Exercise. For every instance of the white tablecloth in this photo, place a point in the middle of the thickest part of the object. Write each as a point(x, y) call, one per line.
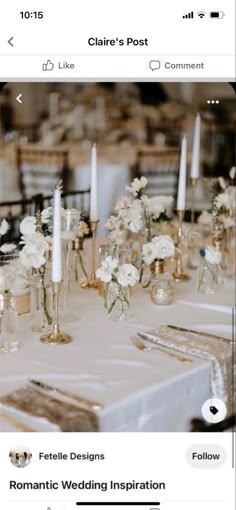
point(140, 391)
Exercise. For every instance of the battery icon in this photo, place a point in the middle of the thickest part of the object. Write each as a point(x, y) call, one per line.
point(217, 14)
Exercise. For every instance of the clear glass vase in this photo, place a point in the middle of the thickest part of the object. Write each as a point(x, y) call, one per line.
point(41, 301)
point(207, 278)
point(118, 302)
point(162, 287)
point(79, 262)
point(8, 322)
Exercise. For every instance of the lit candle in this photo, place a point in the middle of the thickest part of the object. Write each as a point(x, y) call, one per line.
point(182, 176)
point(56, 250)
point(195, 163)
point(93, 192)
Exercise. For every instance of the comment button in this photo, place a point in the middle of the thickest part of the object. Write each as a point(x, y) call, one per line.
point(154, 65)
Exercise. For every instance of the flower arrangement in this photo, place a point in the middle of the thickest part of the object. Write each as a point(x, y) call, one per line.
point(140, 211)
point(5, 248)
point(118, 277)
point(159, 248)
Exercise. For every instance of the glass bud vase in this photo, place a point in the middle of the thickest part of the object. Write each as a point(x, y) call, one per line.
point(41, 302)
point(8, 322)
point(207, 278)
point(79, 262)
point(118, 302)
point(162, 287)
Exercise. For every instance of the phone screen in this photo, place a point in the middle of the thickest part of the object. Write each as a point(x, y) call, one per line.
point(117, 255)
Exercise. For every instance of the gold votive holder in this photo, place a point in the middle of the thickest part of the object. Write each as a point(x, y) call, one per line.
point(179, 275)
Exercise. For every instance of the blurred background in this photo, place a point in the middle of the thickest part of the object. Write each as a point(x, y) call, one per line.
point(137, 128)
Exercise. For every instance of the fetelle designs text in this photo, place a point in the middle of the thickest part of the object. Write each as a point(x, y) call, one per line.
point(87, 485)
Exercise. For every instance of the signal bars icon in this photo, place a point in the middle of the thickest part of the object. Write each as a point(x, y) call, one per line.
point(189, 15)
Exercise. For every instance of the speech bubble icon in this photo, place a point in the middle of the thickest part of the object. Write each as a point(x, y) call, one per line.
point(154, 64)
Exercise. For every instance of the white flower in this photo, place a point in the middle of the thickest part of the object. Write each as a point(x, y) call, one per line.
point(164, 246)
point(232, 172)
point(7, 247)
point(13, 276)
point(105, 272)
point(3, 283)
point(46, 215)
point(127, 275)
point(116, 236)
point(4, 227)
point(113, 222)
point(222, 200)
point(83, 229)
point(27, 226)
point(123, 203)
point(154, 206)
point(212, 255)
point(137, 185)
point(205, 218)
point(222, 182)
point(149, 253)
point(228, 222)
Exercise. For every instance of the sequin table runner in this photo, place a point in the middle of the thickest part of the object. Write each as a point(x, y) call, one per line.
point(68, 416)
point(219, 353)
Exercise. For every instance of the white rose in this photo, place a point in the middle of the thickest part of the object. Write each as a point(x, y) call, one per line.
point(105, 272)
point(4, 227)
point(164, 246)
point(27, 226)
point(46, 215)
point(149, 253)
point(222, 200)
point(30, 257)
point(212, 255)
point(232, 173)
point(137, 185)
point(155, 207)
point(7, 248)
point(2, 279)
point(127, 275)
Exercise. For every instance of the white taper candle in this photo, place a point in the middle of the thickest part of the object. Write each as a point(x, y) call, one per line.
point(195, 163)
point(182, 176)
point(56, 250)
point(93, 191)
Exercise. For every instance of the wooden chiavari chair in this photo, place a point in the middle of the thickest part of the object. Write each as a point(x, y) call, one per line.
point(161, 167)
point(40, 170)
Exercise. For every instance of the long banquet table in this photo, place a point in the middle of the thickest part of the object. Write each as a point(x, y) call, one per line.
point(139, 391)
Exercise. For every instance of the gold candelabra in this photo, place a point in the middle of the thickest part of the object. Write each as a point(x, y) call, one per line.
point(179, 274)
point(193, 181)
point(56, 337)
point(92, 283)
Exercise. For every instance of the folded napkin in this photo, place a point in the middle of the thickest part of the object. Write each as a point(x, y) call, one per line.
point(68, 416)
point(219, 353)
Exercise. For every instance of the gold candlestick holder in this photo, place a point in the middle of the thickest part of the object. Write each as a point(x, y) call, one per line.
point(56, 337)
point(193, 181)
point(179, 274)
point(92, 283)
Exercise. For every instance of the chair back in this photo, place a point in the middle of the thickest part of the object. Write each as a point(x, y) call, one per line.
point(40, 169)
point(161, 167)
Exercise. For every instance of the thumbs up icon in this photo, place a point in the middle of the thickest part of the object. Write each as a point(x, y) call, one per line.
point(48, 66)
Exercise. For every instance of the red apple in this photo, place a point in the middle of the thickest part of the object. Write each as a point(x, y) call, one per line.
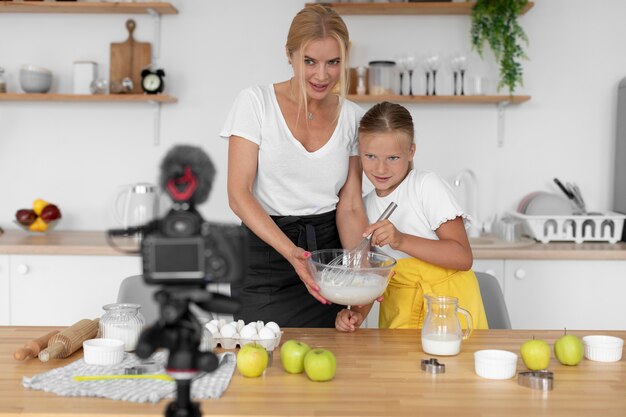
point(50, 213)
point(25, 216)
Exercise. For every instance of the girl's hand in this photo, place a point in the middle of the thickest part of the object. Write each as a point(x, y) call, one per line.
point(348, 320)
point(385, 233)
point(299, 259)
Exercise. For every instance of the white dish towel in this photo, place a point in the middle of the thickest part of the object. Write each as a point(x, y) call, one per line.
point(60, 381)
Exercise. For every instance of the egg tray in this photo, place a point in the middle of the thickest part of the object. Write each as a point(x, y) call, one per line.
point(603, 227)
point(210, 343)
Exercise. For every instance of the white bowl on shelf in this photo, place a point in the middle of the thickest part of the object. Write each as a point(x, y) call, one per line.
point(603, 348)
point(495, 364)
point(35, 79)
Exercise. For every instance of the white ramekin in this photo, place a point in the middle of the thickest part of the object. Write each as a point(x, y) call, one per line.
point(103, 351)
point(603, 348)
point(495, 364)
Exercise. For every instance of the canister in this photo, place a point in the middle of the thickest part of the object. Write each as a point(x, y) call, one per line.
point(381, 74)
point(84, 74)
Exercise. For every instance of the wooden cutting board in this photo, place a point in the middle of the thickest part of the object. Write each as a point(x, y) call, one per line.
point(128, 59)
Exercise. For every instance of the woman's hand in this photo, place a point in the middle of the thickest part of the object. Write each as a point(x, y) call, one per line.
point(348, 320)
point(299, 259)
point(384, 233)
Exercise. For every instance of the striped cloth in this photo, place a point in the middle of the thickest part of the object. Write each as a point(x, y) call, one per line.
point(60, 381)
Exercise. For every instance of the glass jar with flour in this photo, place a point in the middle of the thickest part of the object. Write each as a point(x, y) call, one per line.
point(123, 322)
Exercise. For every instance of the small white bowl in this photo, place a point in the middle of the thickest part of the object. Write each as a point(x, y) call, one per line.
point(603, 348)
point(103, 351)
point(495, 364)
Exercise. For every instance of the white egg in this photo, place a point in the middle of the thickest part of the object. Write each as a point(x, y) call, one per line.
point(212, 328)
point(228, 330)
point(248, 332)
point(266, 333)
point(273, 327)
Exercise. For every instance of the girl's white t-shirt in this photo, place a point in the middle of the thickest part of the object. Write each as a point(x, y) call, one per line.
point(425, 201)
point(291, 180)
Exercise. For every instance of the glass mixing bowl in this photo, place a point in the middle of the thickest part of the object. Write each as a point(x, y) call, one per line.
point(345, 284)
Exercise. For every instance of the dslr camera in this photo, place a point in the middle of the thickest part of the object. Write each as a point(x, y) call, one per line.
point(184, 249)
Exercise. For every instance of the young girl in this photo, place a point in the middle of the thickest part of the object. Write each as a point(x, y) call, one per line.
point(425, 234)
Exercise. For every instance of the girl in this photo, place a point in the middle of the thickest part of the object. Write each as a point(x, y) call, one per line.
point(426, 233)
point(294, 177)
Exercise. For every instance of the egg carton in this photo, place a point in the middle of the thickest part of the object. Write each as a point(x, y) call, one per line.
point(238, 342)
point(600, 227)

········

The problem
Reproduce all of the material above verbatim, omitting the pictures from your reproduction.

Solution
Exercise. For every instance of the white tablecloth in this photo, place a point in the middle of the thickest part of the object. Write each as a point(x, y) call, one per line.
point(140, 391)
Exercise. For every instance of the battery icon in this photo, place a point in the middle of the thickest part of the object. Write each as a point(x, y) call, one per line.
point(217, 14)
Exercise. For every instance of the clear glass vase in this photo, place a point in the middle of the thickest part of the object. Write each as a point(x, y) call, one per line.
point(41, 301)
point(207, 278)
point(118, 302)
point(162, 287)
point(79, 262)
point(8, 322)
Exercise. For every instance of the lit candle in this photo, place a point in the middle of the thickest part of the object. Write each as a point(x, y) call, one per line.
point(182, 176)
point(56, 250)
point(195, 163)
point(93, 192)
Exercise. For every instance of the comment button in this photo, place a point in the middle of the thickest part of the object. Write each as a point(x, y) call, one per line.
point(154, 65)
Exercise. For every instance of the flower arrangement in this photo, place a point in the middle of the thickest part of the object. Write each as a point(x, y) call, one per line.
point(140, 211)
point(5, 248)
point(118, 277)
point(159, 248)
Exercise. For every instance of the glass bud vase in this photo, place a point in the middle of the thickest part of the object. Write each as a point(x, y) call, one per line.
point(41, 302)
point(8, 322)
point(207, 278)
point(79, 262)
point(118, 302)
point(162, 287)
Exercise. For every instance of the phone screen in this photo, place a point in the middle of the thickest part of the object. Write each as a point(x, y) call, one per line.
point(117, 255)
Exercise. For every instance of the gold votive holder in this photo, place a point in the middle of the thickest part of the object. Write each as a point(x, y) call, one per line.
point(179, 275)
Exercise. For every instance of the blurred background in this photo, place a point in the middle of the thickest part of the object. Write each as a point(x, y) call, one per line.
point(137, 128)
Exercise. For every instance of the fetelle designs text in this photo, place a point in the middle of the thickest part of the object. Write each as a point(x, y) call, one per line.
point(87, 485)
Exercise. For every instance of the signal bars icon in this photo, place a point in the middle of the thickest part of the object. Write each as a point(x, y) call, one per line.
point(189, 15)
Exercise. For every instance of the speech bubble icon in this photo, place a point in the middle of the thickest part of the object. Write each as a point(x, y) call, one per line.
point(154, 64)
Exercise. For every instance of the white flower in this photo, place a point in the middle of the thickest part of the object. Write each as a point(x, y) call, one per line.
point(164, 246)
point(232, 172)
point(7, 247)
point(13, 276)
point(105, 272)
point(3, 283)
point(46, 215)
point(127, 275)
point(116, 236)
point(4, 227)
point(113, 222)
point(222, 200)
point(83, 229)
point(27, 226)
point(123, 203)
point(154, 206)
point(212, 255)
point(137, 185)
point(205, 218)
point(222, 182)
point(149, 253)
point(228, 222)
Exercise. For every instance of the sequin table runner in this photo, place a point in the middle of the thickest part of the object. Write each as a point(x, y) call, one per line.
point(68, 416)
point(219, 353)
Exercise. For every instance of the white rose in this photo, place a point in the middle of the thickest part of the object. Write each as a point(x, y) call, one per line.
point(105, 272)
point(4, 227)
point(164, 246)
point(27, 226)
point(46, 215)
point(149, 253)
point(222, 200)
point(30, 257)
point(212, 255)
point(232, 173)
point(137, 185)
point(155, 207)
point(7, 248)
point(2, 279)
point(127, 275)
Exercise. For every instance of the white taper candle in this photo, place a point in the middle of the thickest part of the object. Write each as a point(x, y) call, one per line.
point(195, 163)
point(182, 176)
point(56, 250)
point(93, 191)
Exercise. For every instance of the wooden chiavari chair in this photo, place a point in the middle of the thickest part of the object. Write each as a point(x, y) call, one per line.
point(161, 167)
point(40, 170)
Exercise. For every instance of the long banquet table in this photo, place a point in the middle of the thickest part of the object. Write each as a point(x, y) call, one per line.
point(139, 391)
Exercise. For every instance of the gold candelabra in this photo, place a point in the middle of the thickest part of the object. Write each as a point(x, y) call, one per line.
point(179, 274)
point(193, 181)
point(56, 337)
point(92, 283)
Exercise. For every instance of the folded napkin in this photo, place a point in the middle of the thickest part of the object. Write each as a point(x, y) call, one per line.
point(68, 416)
point(219, 353)
Exercise. For every instance of the gold candlestick holder in this photo, place a point in the middle of the thickest part of the object. Write each as a point(x, y) call, one per line.
point(56, 337)
point(193, 181)
point(179, 274)
point(92, 283)
Exercise. For every instance of the chair back in this photo, place a point in the middle of the thickest part of the object. Write each as a point(x, y) call, one per line.
point(40, 169)
point(161, 167)
Exercise. For every instance of the thumbs up icon in this photo, place a point in the middle of the thickest part of the object. Write each as a point(x, y) call, one per line.
point(48, 66)
Exercise. For every instance of the red apple in this photo, place a point in the middle of the thickest part of the object. Write each as a point(x, y) call, one per line.
point(50, 213)
point(25, 216)
Exercise. For every instance of the girl's hand in this photo, place a point in the middle of the thickest part of the object. Write each as a point(x, y) call, one per line.
point(348, 320)
point(385, 233)
point(299, 259)
Exercise. For every instance of the white dish towel in this photo, place a point in the middle of the thickest part of the object. Write each as a point(x, y) call, one per line.
point(60, 381)
Exercise. For every instance of the egg tray in this photo, place a point in the middle of the thickest part of the object. Write each as a point(x, y) call, one per line.
point(603, 227)
point(210, 343)
Exercise. For every instance of the white bowl on shelf in this photo, place a point in the middle of the thickest part of the object. Write each as a point(x, y) call, one per line.
point(603, 348)
point(495, 364)
point(35, 79)
Exercise. For every instance of the white ramekin in this photo, place a point in the middle of the thickest part of the object. Write each as a point(x, y) call, one per line.
point(103, 351)
point(603, 348)
point(495, 364)
Exercise. For every instance of the canister in this photo, place a point in the middle of the thickest part of the object. Write each as a point(x, y) call, one per line.
point(381, 74)
point(84, 74)
Exercise. For every instance of the wooden cutting board in this photo, place a point in the middle of the thickest part of the object. Write each as a point(x, y) call, one per line.
point(128, 59)
Exercise. For every instance of the woman's hand in this photo, place a point in the middle of the thickest part of the object. Write each as a point(x, y) call, one per line.
point(348, 320)
point(299, 259)
point(384, 233)
Exercise. For every instance of the striped cloth in this photo, place a point in the middle of the thickest part of the object. Write each as a point(x, y) call, one per line.
point(60, 381)
Exercise. For every instance of the glass jar with flour in this photo, place a point in the middle of the thickest part of the object. Write each as a point(x, y) call, one per line.
point(123, 322)
Exercise. For every instance of the small white bowl in this photo, place a point in the middle of the thickest part of the object. Write each as a point(x, y) call, one per line.
point(603, 348)
point(103, 351)
point(495, 364)
Exercise. For every instance of the white egg in this photo, place a point in the middle of the thickest part of the object. Write each as a point(x, y) call, one per line.
point(212, 328)
point(228, 330)
point(248, 332)
point(266, 333)
point(273, 327)
Exercise. For every instance of the girl's white t-shirt in this photo, place a point in the middle of the thickest part of the object. Write each as a point(x, y) call, one per line.
point(425, 201)
point(291, 180)
Exercise. For every instance of the glass mixing bowl in this photo, place a point in the middle of the thickest part of the object. Write each as a point(x, y) call, one per line.
point(345, 284)
Exercise. For every instance of the dslr camera in this photo, place a point in the middle of the thickest part of the object. Write each as a point(x, y) call, one per line.
point(184, 249)
Exercise. For every instance of the young girl in this photo, place a point in the middle of the thickest part of the object. Write each as a point(x, y) call, one per line.
point(425, 234)
Exercise. For every instance of the girl in this photo, place a point in the middle of the thickest part of the object. Write each as a point(x, y) call, one per line.
point(426, 233)
point(294, 177)
Exercise. For every instance of the egg carton in this photo, place a point in the middle of the thickest part of the object. Write each as a point(x, y) call, one per line.
point(238, 342)
point(600, 227)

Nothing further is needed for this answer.